WHAT THE TASK ASKS:
Omit the pictures and output every entry below exactly as written.

DATA FOR ANALYSIS:

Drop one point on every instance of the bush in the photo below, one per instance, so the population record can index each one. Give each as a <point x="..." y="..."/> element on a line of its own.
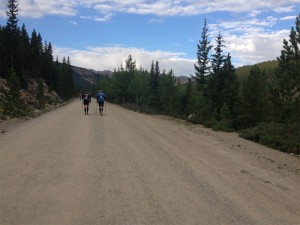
<point x="275" y="135"/>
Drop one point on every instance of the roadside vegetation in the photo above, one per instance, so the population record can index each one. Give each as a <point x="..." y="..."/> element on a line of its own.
<point x="261" y="102"/>
<point x="30" y="79"/>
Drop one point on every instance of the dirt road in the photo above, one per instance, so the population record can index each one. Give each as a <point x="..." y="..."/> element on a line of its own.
<point x="127" y="168"/>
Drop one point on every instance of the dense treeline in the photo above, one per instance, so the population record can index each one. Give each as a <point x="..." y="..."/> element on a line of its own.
<point x="263" y="105"/>
<point x="25" y="57"/>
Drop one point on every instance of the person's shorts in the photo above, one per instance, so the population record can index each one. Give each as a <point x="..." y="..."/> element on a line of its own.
<point x="101" y="104"/>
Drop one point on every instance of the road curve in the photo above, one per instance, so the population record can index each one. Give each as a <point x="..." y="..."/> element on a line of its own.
<point x="126" y="168"/>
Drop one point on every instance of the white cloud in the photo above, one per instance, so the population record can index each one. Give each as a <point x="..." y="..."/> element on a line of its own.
<point x="288" y="18"/>
<point x="251" y="41"/>
<point x="40" y="8"/>
<point x="111" y="57"/>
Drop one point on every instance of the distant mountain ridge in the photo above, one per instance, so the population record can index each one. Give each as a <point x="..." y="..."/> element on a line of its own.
<point x="86" y="78"/>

ANSWER:
Drop one point on every instance of the bush in the photo below, one per instance, so the population record can index each one. Give each as a <point x="..." y="..."/> element on a line of its own.
<point x="275" y="135"/>
Drop one point on every instance of the roadside vegetation in the photo above, one per instance, so the population record can index each one. Give each as a <point x="..." y="..."/> element on a line of its own.
<point x="261" y="102"/>
<point x="30" y="79"/>
Drop one point on every instance of the dirt road in the photo above, one per instance, so the population record can index each one. Give each as a <point x="..." y="..."/> element on a line of its own.
<point x="127" y="168"/>
Drop one point on every instance of the dense treeline in the photo above, one per instance, so the population record can index each one. Give each as a <point x="..." y="..."/> element on a line of its own.
<point x="263" y="105"/>
<point x="25" y="57"/>
Drop one point on every instance of the person's shorts in the photo above, one per instance, so the population record can index each one. Give each as a <point x="..." y="..."/> element on a line of its own.
<point x="101" y="104"/>
Drop one point on every instance of the road curve in the photo above, one per instance, so the population record can index each one. Give each as a <point x="..." y="..."/> element on a line of its own.
<point x="126" y="168"/>
Drop one point on every instance of the white cloud in the photo above, one per instance, so the population record can index each one. Give each as a <point x="..." y="..."/> element on a line of its own.
<point x="288" y="18"/>
<point x="251" y="41"/>
<point x="40" y="8"/>
<point x="111" y="57"/>
Drop one point on every instance of the distant mountain ridge in the photo above, one per instance, so the population record can index each one. Give each as a <point x="..." y="..."/> element on a line of its own.
<point x="86" y="78"/>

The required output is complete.